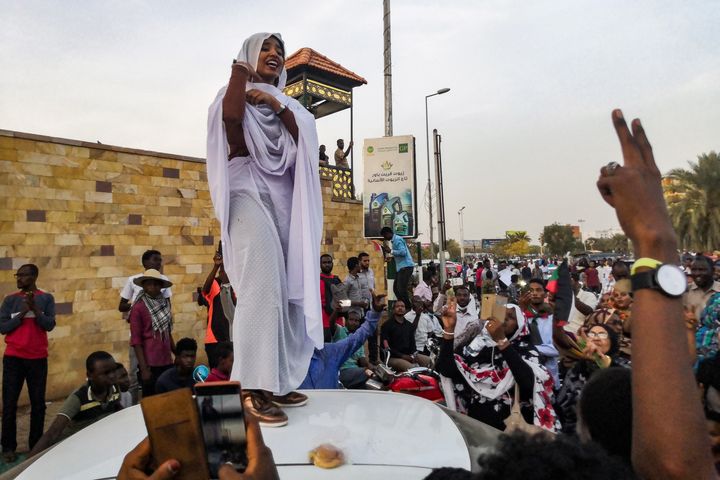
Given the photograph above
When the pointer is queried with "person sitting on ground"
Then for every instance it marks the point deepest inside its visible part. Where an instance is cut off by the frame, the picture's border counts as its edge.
(617, 315)
(94, 400)
(151, 330)
(584, 304)
(601, 351)
(180, 376)
(398, 335)
(467, 310)
(487, 371)
(355, 371)
(225, 356)
(706, 337)
(122, 380)
(425, 323)
(325, 364)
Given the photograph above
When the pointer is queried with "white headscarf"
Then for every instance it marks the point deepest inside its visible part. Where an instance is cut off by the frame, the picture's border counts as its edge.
(273, 151)
(250, 52)
(494, 382)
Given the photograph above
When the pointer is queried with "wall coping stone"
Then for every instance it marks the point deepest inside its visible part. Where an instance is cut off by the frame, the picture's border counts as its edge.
(98, 146)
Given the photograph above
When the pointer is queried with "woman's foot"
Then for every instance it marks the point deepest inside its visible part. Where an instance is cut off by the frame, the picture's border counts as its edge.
(260, 404)
(292, 399)
(9, 457)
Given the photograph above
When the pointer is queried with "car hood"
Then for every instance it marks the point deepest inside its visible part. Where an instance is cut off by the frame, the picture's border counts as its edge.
(393, 432)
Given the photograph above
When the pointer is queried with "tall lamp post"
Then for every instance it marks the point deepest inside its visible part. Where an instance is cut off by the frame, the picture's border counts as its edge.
(429, 186)
(462, 235)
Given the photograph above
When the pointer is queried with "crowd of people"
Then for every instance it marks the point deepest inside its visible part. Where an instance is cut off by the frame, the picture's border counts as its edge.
(564, 358)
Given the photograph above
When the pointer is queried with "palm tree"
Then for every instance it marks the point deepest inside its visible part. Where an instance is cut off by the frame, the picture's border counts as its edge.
(516, 236)
(693, 198)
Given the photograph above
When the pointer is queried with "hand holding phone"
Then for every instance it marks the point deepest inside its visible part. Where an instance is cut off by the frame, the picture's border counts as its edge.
(223, 425)
(173, 425)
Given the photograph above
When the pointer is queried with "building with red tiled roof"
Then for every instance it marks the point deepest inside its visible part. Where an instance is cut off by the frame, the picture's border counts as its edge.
(307, 60)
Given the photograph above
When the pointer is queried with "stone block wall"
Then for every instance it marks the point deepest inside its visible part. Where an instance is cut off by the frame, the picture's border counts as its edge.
(85, 213)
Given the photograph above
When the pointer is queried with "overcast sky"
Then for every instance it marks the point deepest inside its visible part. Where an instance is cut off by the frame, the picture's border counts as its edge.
(525, 127)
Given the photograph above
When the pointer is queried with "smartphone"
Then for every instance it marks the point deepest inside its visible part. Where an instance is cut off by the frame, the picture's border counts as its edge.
(173, 425)
(486, 307)
(223, 425)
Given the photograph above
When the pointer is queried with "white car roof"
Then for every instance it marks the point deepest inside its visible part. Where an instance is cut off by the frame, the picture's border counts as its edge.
(377, 431)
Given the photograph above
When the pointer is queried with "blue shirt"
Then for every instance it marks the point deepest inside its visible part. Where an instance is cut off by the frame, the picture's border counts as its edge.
(403, 259)
(325, 364)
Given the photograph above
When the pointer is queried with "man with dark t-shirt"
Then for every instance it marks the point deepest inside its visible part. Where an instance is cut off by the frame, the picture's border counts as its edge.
(180, 376)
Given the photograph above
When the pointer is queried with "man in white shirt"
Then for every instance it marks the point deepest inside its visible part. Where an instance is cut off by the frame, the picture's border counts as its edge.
(151, 259)
(424, 290)
(604, 271)
(584, 304)
(466, 309)
(424, 323)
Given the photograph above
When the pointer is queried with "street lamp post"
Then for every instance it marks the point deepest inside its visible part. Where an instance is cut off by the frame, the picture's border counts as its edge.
(580, 222)
(429, 186)
(462, 235)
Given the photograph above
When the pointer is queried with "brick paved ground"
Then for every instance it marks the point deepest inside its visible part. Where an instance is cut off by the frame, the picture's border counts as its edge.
(24, 428)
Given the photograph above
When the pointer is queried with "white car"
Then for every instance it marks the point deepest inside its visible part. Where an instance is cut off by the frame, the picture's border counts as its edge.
(382, 434)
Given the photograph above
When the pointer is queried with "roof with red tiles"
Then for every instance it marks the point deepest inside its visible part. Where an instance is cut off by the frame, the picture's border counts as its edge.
(308, 56)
_ _ _ _ _ _ _
• _WRITTEN TASK_:
Leave out the pictures and give the listing above again exactly.

• _EXERCISE SOLUTION_:
Given the photograph above
When the pointer is queried with "person sitting on ground"
Then for every instance it marks the point deepest inside its visible part. Where an instance is cut off by the frame, the picture's border counts as its edge.
(617, 315)
(94, 400)
(151, 330)
(584, 304)
(601, 351)
(180, 376)
(398, 335)
(467, 310)
(487, 371)
(355, 371)
(225, 356)
(706, 337)
(122, 380)
(425, 323)
(325, 364)
Given the photograph above
When the pointer is queried with "white headscarf"
Then for every instance it marks the point deepest inside its visible part. Where an instance is cut off by the frame, the picture's border counts as its edge.
(273, 151)
(250, 52)
(494, 382)
Given the photograph above
When the pointer is queried with "wall coping stone"
Then for every instance it marks the point deepest inside its visible part. Where an instance is cut off by the frame, the picture's border counts as its edge.
(98, 146)
Given the photograph above
When the pointer is queried with "woman's foot"
Then for every instance it marks the point deepest inside its visible part. Where an instance is cut off by the frame, the picture's border counts as its edge.
(260, 404)
(292, 399)
(9, 457)
Given the photograph above
When the pointer is queried with "car hood"
Then for every instance it marks the point deepest inside its visible part. Where an instance is cut off by the frame, the picture's border counts as its edge.
(393, 432)
Given the photograph above
When the pointer is queried with "tall lamp post"
Then for every instance it marks the point deepest inside its visible part. Where an instance is cut off by the frame, the picture's border counts as its edge.
(429, 186)
(462, 235)
Given the photograph above
When the pointer is queried with "crowd of people"
Then for every instance it marks the point deepest inside its visible part. Where an instance is cut off by the frame, the picture's border counts as its edge.
(564, 358)
Given the photograph above
When the pointer is queried with "palm tree"
Then for every instance it marks the point deepest inside its visible part. Where an instance is cut off by the frame, the picture's border counts as its edge.
(516, 236)
(693, 198)
Given the photograph above
When the pointer is queried with "hand holding phone"
Then for every instance it marks the point deepest inside its visible part. Where an instance is cut off by the frame, the picture's border counts as its edge.
(223, 425)
(173, 425)
Given the photograph above
When the pointer is queried with "building with red tiled roof"
Then for every instance it marks the point deepest inside its visible part. Where an instance is cut off by the frame, the picture's border counts as its edge.
(307, 60)
Given the photograph above
When the pointer is queried with "stone block wall"
Then for every instance it marks the point deepest inside its visible part. Where an instance is cut off by the frame, the picture's border counts as its edge.
(85, 213)
Given the photograph above
When the pointer is queried with "overcast sky"
Then for every instance it marks the point deepest inside its visible part. Where an instance is cut off by the frame, the picture's border counts as its edge.
(525, 127)
Given the photograph above
When the pointer is queried with "smartphone"
Then for every instance it marks the point deepest inside its visible part. Where an instance is cut off by the frame, the picture's border counts as its edge.
(173, 425)
(486, 307)
(223, 425)
Given the photograph above
When the pointer is queried with "white car roof"
Then for every instance it marks the point deepest inside its visible part. Where an instance is cut off by the frame, the picture's border counts as its edge.
(377, 431)
Given the photograph above
When the pointer is queried with "blue shirt"
Then for every instance it marks the point deepest inside its visible part. Where an instance is cut off by the frame, the picture's border counts as its edge.
(403, 259)
(325, 364)
Given the photograph above
When the pointer is queried with "man with dark t-shirt"
Then for every instance it marks the point deepest inside its visible part. Where an instance is cut off by the frame, the picture's border counts as its edge.
(180, 376)
Given the photograph above
When the pointer is queried with "man in white shirt"
Then for every instance it marks the point deepest inside its visible part. Where an instance is cut off by the frame, the picture's border counts as its edge.
(151, 259)
(424, 290)
(604, 271)
(584, 304)
(466, 309)
(424, 323)
Given the photograph above
When the pointer is queried with "street lamp post"
Then for every instance it marks the point deepest inside its visible part. Where an instance is cut off by the frame, the picture's border counts as its edge.
(580, 222)
(429, 186)
(462, 235)
Given the photograph above
When the pointer is queried with "brick paved ground"
Then for every instance it marks the point deepest inside its visible part. Where an instance is cut off by the frame, the picture's border counts as its edge.
(24, 428)
Given the photograph above
When the pointer is queried with "white car"
Then for every instance it marks the point deepest inside its visible part. Where an instance is cut off by the frame, the picture's border counts as its edge.
(382, 434)
Given the photograph above
When the pointer is queried with "roof with red tiles"
Then for every instance it marks the point deepest inside its visible part. Where an instance is cut off by the frame, the picture's border counts as its edge.
(308, 56)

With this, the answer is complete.